[Opening MATERIAL FOR THIS EXERCISE section]

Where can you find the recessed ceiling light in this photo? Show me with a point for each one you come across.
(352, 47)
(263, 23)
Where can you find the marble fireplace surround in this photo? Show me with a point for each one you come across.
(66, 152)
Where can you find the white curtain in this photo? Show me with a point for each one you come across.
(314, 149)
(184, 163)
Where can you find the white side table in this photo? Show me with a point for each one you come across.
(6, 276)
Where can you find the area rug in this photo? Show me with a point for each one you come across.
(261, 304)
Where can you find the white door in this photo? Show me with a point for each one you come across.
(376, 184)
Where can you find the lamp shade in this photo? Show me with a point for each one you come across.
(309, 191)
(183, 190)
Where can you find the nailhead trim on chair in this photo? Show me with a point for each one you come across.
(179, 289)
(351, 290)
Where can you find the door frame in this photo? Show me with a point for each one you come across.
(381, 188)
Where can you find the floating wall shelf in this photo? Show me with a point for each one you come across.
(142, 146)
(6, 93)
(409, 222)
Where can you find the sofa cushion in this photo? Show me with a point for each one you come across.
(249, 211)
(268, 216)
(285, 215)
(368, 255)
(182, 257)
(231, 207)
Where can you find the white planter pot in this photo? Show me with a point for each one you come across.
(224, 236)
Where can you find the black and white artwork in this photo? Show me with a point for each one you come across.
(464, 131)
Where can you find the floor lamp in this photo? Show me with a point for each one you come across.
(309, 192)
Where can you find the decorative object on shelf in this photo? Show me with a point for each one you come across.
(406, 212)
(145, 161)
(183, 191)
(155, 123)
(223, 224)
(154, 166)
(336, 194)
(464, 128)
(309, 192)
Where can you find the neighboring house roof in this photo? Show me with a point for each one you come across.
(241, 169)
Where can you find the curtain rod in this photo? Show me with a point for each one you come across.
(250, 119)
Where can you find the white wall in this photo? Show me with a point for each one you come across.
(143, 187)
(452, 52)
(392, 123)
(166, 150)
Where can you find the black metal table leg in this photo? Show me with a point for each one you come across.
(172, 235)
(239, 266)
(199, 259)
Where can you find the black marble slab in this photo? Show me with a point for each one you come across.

[Closing MATERIAL FOR THIS EXERCISE section]

TRY IT -
Copy the listing in full. Match it word for word.

TASK RESPONSE -
Where can you find the recessed ceiling light in this photo? Show me with a point for each one you come across.
(352, 47)
(263, 23)
Where can you find the marble fireplace surround in this photo? Show me with a point for each one you come across.
(66, 152)
Where can you find the white curtain in this photo? Show me with a point for each one you come across.
(314, 149)
(184, 163)
Where can you find the white side table in this photo? Show me with a point for each one you come across.
(6, 276)
Where can you find the area rug in this photo? Show me with a point for each one you come across.
(261, 304)
Where can you find the white door in this photo? Show me with a point for each one you come across.
(376, 184)
Where can you find the lamp shade in this photo? Show me with a point for each one you come across.
(309, 191)
(183, 190)
Where can you find the nailhead trim on chair in this photo? Show me with a point for each one you come across.
(179, 289)
(351, 290)
Where can you find the door frame in this photo? Show me with a point for each one you come across.
(381, 188)
Where can you find the floating wall shelf in this photo? Show me with a point for each one you come across.
(142, 146)
(6, 93)
(409, 222)
Where can you find the sofa cushion in this photo? Show me with a point for each one you come across.
(249, 211)
(268, 216)
(285, 215)
(368, 255)
(182, 257)
(231, 207)
Where can you find the white planter pot in this photo? Show me with a point for each one you come across.
(224, 236)
Where can you find the black and white artwork in this photo? Show me with a point for each one you come across.
(464, 131)
Where can you find the floor lamp in this photo? Show me with a point for each one you come across.
(309, 192)
Where can you find the decorative object on shelf in this photo? Show me with a point for each one you come across.
(406, 212)
(145, 161)
(183, 191)
(155, 123)
(223, 224)
(154, 166)
(336, 194)
(464, 128)
(309, 192)
Where can you find the neighboring house roof in this photo? Show me with a point for each one you come across.
(241, 169)
Where can you find the curtain rod in this photo? Show me with a point for each one you come across.
(250, 119)
Where can you find the white wall in this photo? Show me with a point for each one you come across.
(143, 187)
(452, 52)
(392, 123)
(166, 150)
Where can you find the black metal table leg in this photo? Show me with a point for each one you come across.
(172, 235)
(239, 266)
(199, 259)
Where can you find the black marble slab in this photo? Show me with a point for each one you come across.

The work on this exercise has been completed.